• [Document segment]:
#####
As any spouse to an injured veteran will tell you, caregiving is a hard and thankless job. When someone you love is hurt or sick, most of your time and energy is poured into securing their needs, safety, and comfort. Volunteer caregivers don't get PTO or yearly bonuses, and although most would never dream of abandoning their wounded family members, working around-the-clock all year long can be draining.
The emotional challenges of caregiving are many and varied, and each military caregiver will grapple with different issues. But here are a handful of common ones, along with tips on how to manage them in healthy and productive ways.
It's virtually impossible to care for a wounded spouse and NOT worry. When things are going well, you may fret about complications or difficulties in the future. When your loved one's health or recovery takes a turn for the worse, your worry kicks into overdrive causing you to imagine catastrophic outcomes.
Telling a caregiver not to worry is like telling them not to breathe: Unreasonable and counterproductive. So if you're looking after a wounded warrior yourself, try to keep any self-scolding to a minimum. But do remember that the act of worrying itself doesn't impact outcomes in any way. When you feel yourself getting sucked into a worry spiral, take action. Call a supportive friend, make a list of steps you can take to improve the situation, spend some time researching treatment options or resources. Redirect that worry energy toward productive activities.
Many caregivers fight hard against resentment, but it's a tough battle. If you've quit your job, rearranged your life, or given up favorite activities to focus on the needs of your wounded warrior, those sacrifices can chafe over time. And as friendships peter out and hobbies are cast aside, resentments may build.
Although this dark emotion can feel downright awful, it's also perfectly natural. Dwelling in resentment is unwise, but experiencing occasional surges is normal and no reason to panic or punish yourself. Instead, find safe spaces to vent–like in-person or online support groups–and discuss your feelings with others who will understand and withhold judgment. If those connections prove too hard to make, try journaling about your struggles. Sometimes just naming and claiming an emotion can force it to dissipate.
Caregiver anger can come from so many sources: The unfairness of the situation, criticism from friends or family, an injured loved one becoming petulant or frustrated. Even lack of sleep or poor nutrition can push annoyance toward temper-tantrum territory.
#####
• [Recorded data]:
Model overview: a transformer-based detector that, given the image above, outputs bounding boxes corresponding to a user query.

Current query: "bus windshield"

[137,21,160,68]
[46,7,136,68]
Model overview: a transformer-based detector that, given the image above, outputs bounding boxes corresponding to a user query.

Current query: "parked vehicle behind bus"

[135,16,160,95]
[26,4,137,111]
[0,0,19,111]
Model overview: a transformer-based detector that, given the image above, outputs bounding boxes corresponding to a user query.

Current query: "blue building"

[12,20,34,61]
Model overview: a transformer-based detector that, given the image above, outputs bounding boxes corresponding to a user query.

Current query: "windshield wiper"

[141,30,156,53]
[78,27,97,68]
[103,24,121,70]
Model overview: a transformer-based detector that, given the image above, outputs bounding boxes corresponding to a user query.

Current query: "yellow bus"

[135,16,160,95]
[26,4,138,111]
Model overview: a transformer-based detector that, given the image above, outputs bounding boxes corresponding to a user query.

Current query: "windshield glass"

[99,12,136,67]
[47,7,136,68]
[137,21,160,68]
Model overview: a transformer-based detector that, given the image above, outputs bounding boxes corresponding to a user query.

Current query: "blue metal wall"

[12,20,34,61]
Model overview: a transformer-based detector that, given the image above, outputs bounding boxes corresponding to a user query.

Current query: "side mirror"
#####
• [Problems to work on]:
A. Translate this sentence from the piece on caring for a wounded veteran spouse into Spanish: "Telling a caregiver not to worry is like telling them not to breathe: Unreasonable and counterproductive."
B. Write the next part of the piece on the emotional challenges of caring for a wounded veteran spouse, picking up after its last sentence about the sources of caregiver anger.

• [Numbered responses]:
A. Decirle a un cuidador que no se preocupe es como decirle que no respire: irrazonable y contraproducente.

B.
So, for starters, take care of yourself and your own needs. Ensuring that you're well-rested, well-fed, and well-supported will help keep angry outbursts at bay. But also allow yourself to express anger when you can do so in non-explosive ways: Just saying aloud, “This makes me so angry!” can help others understand your reactions and help you self-soothe. Breathing deeply and counting to ten are both anger-management clichés, but they've reached cliché status for a reason: They really do work! Allow yourself a moment to pause, recognize your rage, and breathe through it before you say or do something you'll regret. Finally, if your anger has become a constant companion, seek counseling for yourself. Hostility and exasperation are natural reactions for caregivers, but won't help you or your wounded loved-one.
Even caregivers who have literally dedicated their lives to the recovery and well-being of their injured veteran spouses often feel they “could be doing more.” Offhand comments from friends and family can fuel those flames, as can comparing your situation to that of other military families. Many caregivers become overwhelmed by guilt when they chose to take breaks, spend money on themselves, or do anything that resembles self-care.
But think for a moment: You're told to put on your own oxygen mask before helping others. Because if you aren't alert and capable, it's impossible for you to save (or care for) someone else. Never feel like taking steps to recharge your own battery is a selfish act. As a caretaker, you must allot some of your caring energy for yourself.
As for “doing more,” remind yourself that your resources are finite and you are likely your own harshest critic. When guilt hits hard, ask yourself if your expectations for yourself are realistic. Remember that perfection is impossible, and “good enough” will get the job done.
Again, all of these emotional traps are virtually impossible for military caregivers to avoid. But just because you fall in doesn't mean you can't climb back out again. Keep these tips on-hand, and remember to be patient and gentle with yourself. You're doing the best you can, and your loved one feels safe and loved because of your admirable, thoughtful, selfless actions.